Apenas as mulheres filiadas à Previdência Social, que tenham o período mínimo de carência necessário, além dos pressupostos exigidos em lei, têm direito à aposentadoria e a benefícios por incapacidade e em razão da maternidade. “Já aquelas que desejem receber benefícios oriundos de seus maridos e companheiros, também filiados à Previdência, como a pensão por morte e o auxílio-reclusão, basta que comprovem o casamento ou a união estável”, explica Debora Silva, advogada previdenciária do escritório Aith, Badari e Luchin Advogados.
Para ter direito aos benefícios, as trabalhadoras por conta própria devem comprovar dez meses de tempo de trabalho, enquanto que as desempregadas devem ainda comprovar a qualidade de segurada do INSS. Contudo, são isentas de comprovação do período de carência as trabalhadoras contratadas por meio da Consolidação das Leis do Trabalho (CLT), empregadas domésticas e trabalhadoras avulsas, sem vínculo empregatício, que estejam em atividade na data do afastamento, parto, adoção ou guarda.
Caso a qualidade de segurado seja perdida, a segurada deverá cumprir metade do tempo de carência, ou seja, trabalhar cinco meses a mais no caso dos critérios exigidos para a aposentadoria.
Desde o último dia 13 de novembro, as regras para se aposentar se tornaram mais difíceis de ser alcançadas depois da vigência da Emenda Constitucional (EC) 103/19, responsável pela reforma da Previdência. As trabalhadoras do setor privado necessitam agora alcançar uma idade mínima de 62 anos e 15 anos de tempo de contribuição; as rurais necessitam atingir 55 anos de idade e 15 anos de contribuição; e professoras do magistério infantil, fundamental e médio devem ter uma idade mínima de 57 anos e o tempo de contribuição mínimo de 25 anos.
“Sob o viés de gênero, o diferencial de tempo de contribuição foi eliminado pela reforma da Previdência. Pela regra antiga, as professoras tinham que comprovar 20 anos de contribuição e os professores, 25 anos. Pelas novas regras, ambos terão que comprovar 25 anos de contribuição, sendo introduzida a idade mínima de 57 anos às mulheres”, critica Veridiana Police, advogada especialista na área trabalhista e previdenciária e sócia do escritório Finocchio & Ustra Sociedade de Advogados.
A especialista também aponta que, no caso das trabalhadoras urbanas, o critério aumentou apenas para as mulheres, de 60 para 62 anos, enquanto a idade mínima dos homens permaneceu em 65 anos com a reforma, o que fez com que diminuísse a diferença entre os critérios. “A premissa adotada pelo governo federal para tal redução certamente não considerou a realidade das mulheres que, apesar de terem ganhado espaço no mercado de trabalho, ainda realizam jornadas de trabalho duplas ou triplas em razão das atividades domésticas, sem falar que, em sua grande maioria, figuram como únicas provedoras do lar. A Emenda Constitucional feriu o princípio da igualdade, pois deixou de tratar desigualmente os desiguais na medida da sua desigualdade”, aponta.

☆ ☆ ☆ ☆ ☆

_Tarefas a cumprir_.
1) Traduza para o inglês esta frase do trecho sobre a Previdência: "Caso a qualidade de segurado seja perdida, a segurada deverá cumprir metade do tempo de carência, ou seja, trabalhar cinco meses a mais no caso dos critérios exigidos para a aposentadoria."
2) Reproduza, sem alterações, a parte do trecho sobre a Previdência que vai de "Para ter direito" até "para a aposentadoria.", inclusive.
O material a seguir provém de uma fonte diferente.

☆ ☆ ☆ ☆ ☆

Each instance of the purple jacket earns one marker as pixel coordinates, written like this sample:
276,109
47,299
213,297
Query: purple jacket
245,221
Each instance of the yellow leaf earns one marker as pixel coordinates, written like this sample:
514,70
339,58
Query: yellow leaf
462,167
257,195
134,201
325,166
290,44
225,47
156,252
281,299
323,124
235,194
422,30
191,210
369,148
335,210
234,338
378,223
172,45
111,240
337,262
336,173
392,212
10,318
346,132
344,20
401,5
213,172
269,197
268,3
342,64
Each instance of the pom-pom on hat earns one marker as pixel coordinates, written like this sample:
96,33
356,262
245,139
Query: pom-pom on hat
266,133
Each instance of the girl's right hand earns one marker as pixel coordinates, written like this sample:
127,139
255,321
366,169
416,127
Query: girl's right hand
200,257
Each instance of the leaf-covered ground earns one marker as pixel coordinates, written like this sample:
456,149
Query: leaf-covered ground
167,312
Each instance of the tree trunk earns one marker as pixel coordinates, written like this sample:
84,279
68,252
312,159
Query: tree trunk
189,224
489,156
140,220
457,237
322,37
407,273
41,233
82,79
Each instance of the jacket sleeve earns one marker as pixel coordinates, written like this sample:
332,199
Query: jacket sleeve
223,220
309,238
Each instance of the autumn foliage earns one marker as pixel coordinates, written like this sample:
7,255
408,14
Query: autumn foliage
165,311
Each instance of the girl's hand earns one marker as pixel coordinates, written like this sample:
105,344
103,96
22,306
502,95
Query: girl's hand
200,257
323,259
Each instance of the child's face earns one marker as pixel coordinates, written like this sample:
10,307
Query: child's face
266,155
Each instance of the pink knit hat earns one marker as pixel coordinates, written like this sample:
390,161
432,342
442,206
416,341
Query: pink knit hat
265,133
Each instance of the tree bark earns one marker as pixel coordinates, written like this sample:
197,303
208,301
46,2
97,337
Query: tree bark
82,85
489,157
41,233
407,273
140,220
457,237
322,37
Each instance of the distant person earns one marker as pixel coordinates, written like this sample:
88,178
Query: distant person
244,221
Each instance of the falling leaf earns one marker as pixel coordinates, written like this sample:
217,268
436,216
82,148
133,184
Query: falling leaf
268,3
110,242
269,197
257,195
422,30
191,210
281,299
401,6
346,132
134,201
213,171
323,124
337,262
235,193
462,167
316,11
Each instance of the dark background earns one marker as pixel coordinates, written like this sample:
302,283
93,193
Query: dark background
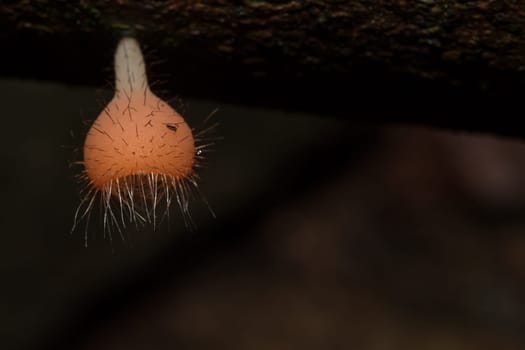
345,218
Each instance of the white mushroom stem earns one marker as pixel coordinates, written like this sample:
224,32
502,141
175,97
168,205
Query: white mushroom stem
130,70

☆ ☆ ☆ ☆ ☆

_Soluções das tarefas_.
1) If insured status is lost, the insured woman must complete half of the qualifying period, that is, work five more months in the case of the criteria required for retirement.

2)
Para ter direito aos benefícios, as trabalhadoras por conta própria devem comprovar dez meses de tempo de trabalho, enquanto que as desempregadas devem ainda comprovar a qualidade de segurada do INSS. Contudo, são isentas de comprovação do período de carência as trabalhadoras contratadas por meio da Consolidação das Leis do Trabalho (CLT), empregadas domésticas e trabalhadoras avulsas, sem vínculo empregatício, que estejam em atividade na data do afastamento, parto, adoção ou guarda.
Caso a qualidade de segurado seja perdida, a segurada deverá cumprir metade do tempo de carência, ou seja, trabalhar cinco meses a mais no caso dos critérios exigidos para a aposentadoria.